--- START Text segment ---

- Conference: Independent
- Record: 5–4
- Head coach: Ed Danowski (6th season);
- Captain: Chris Campbell
- Home stadium: Triborough Stadium

= 1951 Fordham Rams football team =

American college football season

The 1951 Fordham Rams football team represented Fordham University as an independent during the 1951 college football season. In their sixth year under head coach Ed Danowski, the Rams compiled a 5–4 record. Chris Campbell was the team captain. The Rams were outscored 232 to 183. The team was ranked at No. 72a in the 1951 Litkenhous Ratings.

Fordham played two games at Triborough Stadium on Randalls Island in Manhattan, New York City, and the rest of its schedule on the road.

--- END Text segment ---

### Given problem a
Extract each line of the entries that contains the string "scattered", treating uppercase and lowercase letters as different.
The article about the 1951 Fordham football team and the entries that follow it have no connection to each other.

--- START Record list ---

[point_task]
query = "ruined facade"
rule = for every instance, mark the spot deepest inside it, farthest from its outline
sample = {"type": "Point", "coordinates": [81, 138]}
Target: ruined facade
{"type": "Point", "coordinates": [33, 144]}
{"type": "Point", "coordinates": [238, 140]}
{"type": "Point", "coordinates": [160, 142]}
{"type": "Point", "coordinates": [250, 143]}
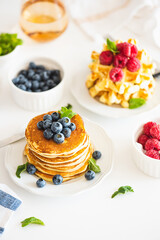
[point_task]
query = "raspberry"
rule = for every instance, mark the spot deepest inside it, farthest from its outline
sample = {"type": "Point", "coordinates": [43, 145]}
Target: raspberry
{"type": "Point", "coordinates": [134, 50]}
{"type": "Point", "coordinates": [142, 139]}
{"type": "Point", "coordinates": [116, 74]}
{"type": "Point", "coordinates": [124, 48]}
{"type": "Point", "coordinates": [106, 58]}
{"type": "Point", "coordinates": [120, 61]}
{"type": "Point", "coordinates": [152, 143]}
{"type": "Point", "coordinates": [133, 64]}
{"type": "Point", "coordinates": [155, 131]}
{"type": "Point", "coordinates": [147, 127]}
{"type": "Point", "coordinates": [153, 154]}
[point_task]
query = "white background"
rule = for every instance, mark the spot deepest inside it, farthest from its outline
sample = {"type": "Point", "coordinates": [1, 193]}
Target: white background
{"type": "Point", "coordinates": [93, 214]}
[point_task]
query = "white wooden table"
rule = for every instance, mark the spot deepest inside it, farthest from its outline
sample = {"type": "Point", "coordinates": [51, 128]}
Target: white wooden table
{"type": "Point", "coordinates": [91, 215]}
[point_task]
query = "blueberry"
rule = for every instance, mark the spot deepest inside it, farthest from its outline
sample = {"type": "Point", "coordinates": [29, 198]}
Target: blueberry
{"type": "Point", "coordinates": [38, 90]}
{"type": "Point", "coordinates": [22, 79]}
{"type": "Point", "coordinates": [32, 65]}
{"type": "Point", "coordinates": [39, 71]}
{"type": "Point", "coordinates": [48, 134]}
{"type": "Point", "coordinates": [49, 72]}
{"type": "Point", "coordinates": [40, 183]}
{"type": "Point", "coordinates": [22, 87]}
{"type": "Point", "coordinates": [72, 126]}
{"type": "Point", "coordinates": [35, 85]}
{"type": "Point", "coordinates": [66, 122]}
{"type": "Point", "coordinates": [40, 67]}
{"type": "Point", "coordinates": [58, 138]}
{"type": "Point", "coordinates": [66, 132]}
{"type": "Point", "coordinates": [90, 175]}
{"type": "Point", "coordinates": [44, 76]}
{"type": "Point", "coordinates": [31, 169]}
{"type": "Point", "coordinates": [56, 80]}
{"type": "Point", "coordinates": [23, 72]}
{"type": "Point", "coordinates": [29, 90]}
{"type": "Point", "coordinates": [55, 116]}
{"type": "Point", "coordinates": [57, 179]}
{"type": "Point", "coordinates": [15, 80]}
{"type": "Point", "coordinates": [28, 84]}
{"type": "Point", "coordinates": [30, 73]}
{"type": "Point", "coordinates": [96, 155]}
{"type": "Point", "coordinates": [50, 83]}
{"type": "Point", "coordinates": [40, 125]}
{"type": "Point", "coordinates": [56, 127]}
{"type": "Point", "coordinates": [45, 88]}
{"type": "Point", "coordinates": [36, 77]}
{"type": "Point", "coordinates": [41, 84]}
{"type": "Point", "coordinates": [55, 73]}
{"type": "Point", "coordinates": [47, 117]}
{"type": "Point", "coordinates": [47, 124]}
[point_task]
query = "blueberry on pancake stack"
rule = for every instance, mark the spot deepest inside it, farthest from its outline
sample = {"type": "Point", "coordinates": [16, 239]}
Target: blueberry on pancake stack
{"type": "Point", "coordinates": [57, 143]}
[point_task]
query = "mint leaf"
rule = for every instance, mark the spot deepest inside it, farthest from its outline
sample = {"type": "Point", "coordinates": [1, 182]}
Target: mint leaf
{"type": "Point", "coordinates": [20, 169]}
{"type": "Point", "coordinates": [136, 102]}
{"type": "Point", "coordinates": [8, 43]}
{"type": "Point", "coordinates": [65, 112]}
{"type": "Point", "coordinates": [112, 46]}
{"type": "Point", "coordinates": [122, 190]}
{"type": "Point", "coordinates": [93, 166]}
{"type": "Point", "coordinates": [69, 106]}
{"type": "Point", "coordinates": [31, 220]}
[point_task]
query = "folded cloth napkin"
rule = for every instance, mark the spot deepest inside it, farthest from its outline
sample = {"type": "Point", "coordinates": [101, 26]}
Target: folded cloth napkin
{"type": "Point", "coordinates": [120, 19]}
{"type": "Point", "coordinates": [9, 202]}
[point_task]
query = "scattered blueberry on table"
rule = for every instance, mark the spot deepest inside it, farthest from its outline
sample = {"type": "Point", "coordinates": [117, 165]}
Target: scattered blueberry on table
{"type": "Point", "coordinates": [96, 155]}
{"type": "Point", "coordinates": [37, 78]}
{"type": "Point", "coordinates": [56, 128]}
{"type": "Point", "coordinates": [57, 179]}
{"type": "Point", "coordinates": [31, 169]}
{"type": "Point", "coordinates": [41, 183]}
{"type": "Point", "coordinates": [89, 175]}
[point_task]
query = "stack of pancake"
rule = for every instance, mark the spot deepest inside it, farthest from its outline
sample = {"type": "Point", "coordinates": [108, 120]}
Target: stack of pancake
{"type": "Point", "coordinates": [69, 159]}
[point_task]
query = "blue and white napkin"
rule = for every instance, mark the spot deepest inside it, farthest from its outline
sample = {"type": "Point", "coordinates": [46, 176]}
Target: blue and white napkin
{"type": "Point", "coordinates": [9, 202]}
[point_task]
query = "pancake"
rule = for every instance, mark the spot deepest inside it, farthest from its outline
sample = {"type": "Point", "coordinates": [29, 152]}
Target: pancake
{"type": "Point", "coordinates": [69, 159]}
{"type": "Point", "coordinates": [39, 144]}
{"type": "Point", "coordinates": [48, 177]}
{"type": "Point", "coordinates": [58, 167]}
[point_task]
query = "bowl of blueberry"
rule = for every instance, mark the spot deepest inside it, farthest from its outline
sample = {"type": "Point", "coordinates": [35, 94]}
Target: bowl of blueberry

--- END Record list ---

### Given problem b
Update the passage of the football team article that begins at the words "- Conference: Independent" and stops after "on the road.", writing it out again with "Ed Danowski" replaced by "Edward Danowski".

### Expected answer a
query = "scattered blueberry on table"
Target: scattered blueberry on table

### Expected answer b
- Conference: Independent
- Record: 5–4
- Head coach: Edward Danowski (6th season);
- Captain: Chris Campbell
- Home stadium: Triborough Stadium

= 1951 Fordham Rams football team =

American college football season

The 1951 Fordham Rams football team represented Fordham University as an independent during the 1951 college football season. In their sixth year under head coach Edward Danowski, the Rams compiled a 5–4 record. Chris Campbell was the team captain. The Rams were outscored 232 to 183. The team was ranked at No. 72a in the 1951 Litkenhous Ratings.

Fordham played two games at Triborough Stadium on Randalls Island in Manhattan, New York City, and the rest of its schedule on the road.